• TASK LIST:
1 - Name the conflicts that the interview on peacemaking says were considered the three intractable conflicts.
2 - Write what comes next in the interview on conflict and peacemaking, picking up after its final sentence.
***** TEXT SHOWN *****
Did you know then how significant the field would be now?
If you grow up in a conflicted society where there is violence from both state and non-state actors, serious issues of human rights violations for Americans it’s fairly new, but for people who grew up in Ireland 20 or 30 years ago, it’s not. I now live in the U.S. where people are now more conscious of these issues, but when I moved here in the 1990s, Americans, it wouldn’t affect their lives. For me, not much has changed. The work I did 30 years ago in Belfast is similar to the work I do now.
Are there parallels to Israel and the conflict there?
South Africa, Israel/Palestine and Ireland/UK were considered the three intractable conflicts. Many saw as having some similarities: Majorities, minorities; who’s a majority and who’s a minority depends on your geography. Issues of identity and religion. There certainly is overlap. I’ve lived in both places and there are distinctions. I lived in Jerusalem for eight years. There are similarities. We made some major compromises to stop the violence, and Israel/Palestine has not. That’s the big difference.
Does Ireland still feel fraught with tension?
Conflicted societies have intergenerational trauma. There are issues of legacy around accountability. Reservoirs or hurt and harm amongst communities. It doesn’t matter what conflict zone you go to. There are people who think peacemaking means everyone waking up the next day feeling good; they have never lived in a conflicted society. I think there’s a naïve assumption about the costs of peace. But if you ask people if it’s worth it, of course they’ll say it’s worth it because they’ve got to the point where they recognize the value of making peace is greater than the value of making war.
There has to be a willingness from both sides to scale back.
***** INFORMATION SHOWN *****
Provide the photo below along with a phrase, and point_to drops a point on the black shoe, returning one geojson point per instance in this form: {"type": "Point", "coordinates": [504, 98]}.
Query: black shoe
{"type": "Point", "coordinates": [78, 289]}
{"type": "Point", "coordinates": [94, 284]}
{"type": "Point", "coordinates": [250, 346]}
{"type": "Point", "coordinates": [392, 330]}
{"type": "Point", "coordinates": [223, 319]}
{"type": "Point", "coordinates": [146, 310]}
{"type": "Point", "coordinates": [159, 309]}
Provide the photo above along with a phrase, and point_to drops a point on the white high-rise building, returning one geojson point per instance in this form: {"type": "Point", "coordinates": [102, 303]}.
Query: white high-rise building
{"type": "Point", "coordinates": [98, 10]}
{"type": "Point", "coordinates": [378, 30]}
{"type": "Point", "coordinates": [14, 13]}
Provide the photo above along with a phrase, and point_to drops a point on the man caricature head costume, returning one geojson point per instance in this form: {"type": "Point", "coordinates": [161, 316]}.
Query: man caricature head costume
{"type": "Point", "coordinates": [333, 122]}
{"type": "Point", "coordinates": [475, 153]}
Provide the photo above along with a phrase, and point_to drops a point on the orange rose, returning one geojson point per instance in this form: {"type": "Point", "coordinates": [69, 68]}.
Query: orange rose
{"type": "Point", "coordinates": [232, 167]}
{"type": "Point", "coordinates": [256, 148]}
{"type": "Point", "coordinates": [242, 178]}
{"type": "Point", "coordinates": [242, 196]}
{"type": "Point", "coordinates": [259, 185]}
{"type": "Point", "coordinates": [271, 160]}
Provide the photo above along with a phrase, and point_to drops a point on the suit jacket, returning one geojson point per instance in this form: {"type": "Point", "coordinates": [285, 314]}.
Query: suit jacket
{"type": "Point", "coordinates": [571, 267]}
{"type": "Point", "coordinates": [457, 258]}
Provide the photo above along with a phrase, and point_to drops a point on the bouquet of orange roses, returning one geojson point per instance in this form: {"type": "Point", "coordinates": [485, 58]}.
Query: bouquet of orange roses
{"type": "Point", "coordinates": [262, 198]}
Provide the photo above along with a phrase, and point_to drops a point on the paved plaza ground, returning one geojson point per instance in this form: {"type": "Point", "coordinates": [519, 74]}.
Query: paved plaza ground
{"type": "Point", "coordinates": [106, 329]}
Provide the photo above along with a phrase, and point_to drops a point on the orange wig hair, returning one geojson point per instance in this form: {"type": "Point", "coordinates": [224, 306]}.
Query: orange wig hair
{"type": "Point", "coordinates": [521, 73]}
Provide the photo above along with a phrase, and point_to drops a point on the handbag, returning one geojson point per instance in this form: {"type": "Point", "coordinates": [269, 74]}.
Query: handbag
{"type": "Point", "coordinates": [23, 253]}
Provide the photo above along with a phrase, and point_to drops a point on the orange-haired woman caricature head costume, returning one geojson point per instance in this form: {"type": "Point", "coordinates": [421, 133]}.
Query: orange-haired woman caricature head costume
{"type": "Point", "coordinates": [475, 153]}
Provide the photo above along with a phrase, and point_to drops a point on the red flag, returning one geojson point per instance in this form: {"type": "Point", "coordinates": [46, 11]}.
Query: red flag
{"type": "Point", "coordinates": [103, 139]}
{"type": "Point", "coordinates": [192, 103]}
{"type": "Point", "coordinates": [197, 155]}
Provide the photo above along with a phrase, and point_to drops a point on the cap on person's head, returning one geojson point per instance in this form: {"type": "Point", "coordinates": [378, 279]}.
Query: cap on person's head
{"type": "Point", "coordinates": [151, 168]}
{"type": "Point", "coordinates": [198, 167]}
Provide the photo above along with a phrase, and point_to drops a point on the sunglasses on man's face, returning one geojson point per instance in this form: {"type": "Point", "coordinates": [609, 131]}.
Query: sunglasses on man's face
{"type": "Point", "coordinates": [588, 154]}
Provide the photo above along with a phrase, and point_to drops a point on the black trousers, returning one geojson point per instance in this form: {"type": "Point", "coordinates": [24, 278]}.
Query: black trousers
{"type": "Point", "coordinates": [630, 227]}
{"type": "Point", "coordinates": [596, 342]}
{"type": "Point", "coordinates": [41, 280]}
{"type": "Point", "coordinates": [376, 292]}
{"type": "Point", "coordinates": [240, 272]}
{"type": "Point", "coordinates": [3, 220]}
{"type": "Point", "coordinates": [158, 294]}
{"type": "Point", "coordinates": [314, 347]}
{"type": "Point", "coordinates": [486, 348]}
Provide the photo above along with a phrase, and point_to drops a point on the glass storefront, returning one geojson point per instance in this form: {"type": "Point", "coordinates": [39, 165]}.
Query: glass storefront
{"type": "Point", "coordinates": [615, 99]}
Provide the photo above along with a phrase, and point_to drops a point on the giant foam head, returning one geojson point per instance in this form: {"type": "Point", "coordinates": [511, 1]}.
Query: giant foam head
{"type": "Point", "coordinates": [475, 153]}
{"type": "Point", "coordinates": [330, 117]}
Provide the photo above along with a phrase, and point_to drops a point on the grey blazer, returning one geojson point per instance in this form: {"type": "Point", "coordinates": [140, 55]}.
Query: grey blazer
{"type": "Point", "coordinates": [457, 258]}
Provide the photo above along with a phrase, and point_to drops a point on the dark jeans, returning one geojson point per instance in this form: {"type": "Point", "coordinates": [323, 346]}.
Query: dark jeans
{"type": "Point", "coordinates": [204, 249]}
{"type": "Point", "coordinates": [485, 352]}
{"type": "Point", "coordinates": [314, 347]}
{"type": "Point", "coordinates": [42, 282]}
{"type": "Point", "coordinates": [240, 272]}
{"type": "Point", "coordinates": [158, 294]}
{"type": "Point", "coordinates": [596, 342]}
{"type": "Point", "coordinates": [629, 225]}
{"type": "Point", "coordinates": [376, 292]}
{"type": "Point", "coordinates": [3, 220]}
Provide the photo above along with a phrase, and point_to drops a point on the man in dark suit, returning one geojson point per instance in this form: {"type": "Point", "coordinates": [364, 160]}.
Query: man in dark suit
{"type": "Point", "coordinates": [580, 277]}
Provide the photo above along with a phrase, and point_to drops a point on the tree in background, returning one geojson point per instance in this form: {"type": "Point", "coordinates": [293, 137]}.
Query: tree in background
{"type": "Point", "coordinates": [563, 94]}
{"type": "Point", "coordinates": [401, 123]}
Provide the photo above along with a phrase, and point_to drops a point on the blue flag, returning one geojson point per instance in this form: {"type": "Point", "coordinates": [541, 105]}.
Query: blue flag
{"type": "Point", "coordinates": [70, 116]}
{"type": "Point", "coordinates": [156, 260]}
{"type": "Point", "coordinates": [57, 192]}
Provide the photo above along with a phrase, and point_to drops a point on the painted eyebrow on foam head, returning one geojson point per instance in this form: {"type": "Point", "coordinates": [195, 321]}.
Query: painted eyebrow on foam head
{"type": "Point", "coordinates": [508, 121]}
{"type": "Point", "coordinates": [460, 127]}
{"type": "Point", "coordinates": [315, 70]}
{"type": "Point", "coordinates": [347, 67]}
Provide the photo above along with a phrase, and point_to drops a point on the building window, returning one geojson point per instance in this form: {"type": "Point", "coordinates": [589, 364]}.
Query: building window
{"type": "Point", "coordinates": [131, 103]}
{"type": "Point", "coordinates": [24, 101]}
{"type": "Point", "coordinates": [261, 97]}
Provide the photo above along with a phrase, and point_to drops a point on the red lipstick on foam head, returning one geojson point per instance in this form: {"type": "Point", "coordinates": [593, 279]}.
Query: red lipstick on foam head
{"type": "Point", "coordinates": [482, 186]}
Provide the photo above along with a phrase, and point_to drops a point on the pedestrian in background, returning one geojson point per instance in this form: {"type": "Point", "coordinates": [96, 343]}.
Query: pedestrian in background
*****
• OUTPUTS IN ORDER:
1 - South Africa, Israel/Palestine, and Ireland/UK.

2 -
Yes, I think that’s right. Compromise is huge. Some people have to make bigger compromises than others. In our case, we had a minority population – the Catholic population – that had experienced 30 years of systemic discrimination in housing, education, gerrymandering of the political system, political violence from the state, and that produced a group of non-state actors that were deeply violent and targeted civilians and state actors. Ultimately, the state had to make huge compromises. It was a dysfunctional state and treated its minority badly. Some compromises were bigger than others.
When did you live in Israel?
I came to the U.S. to do post-doc work at Harvard, and got a Master’s degree at Columbia and taught at Columbia Law School. Then I had a faculty position at Hebrew University. I had met my husband at Harvard when we were both grad students. He was teaching at Tel Aviv.
When people think of laws, they think local. Is what you taught at Hebrew U. the same as you teach here?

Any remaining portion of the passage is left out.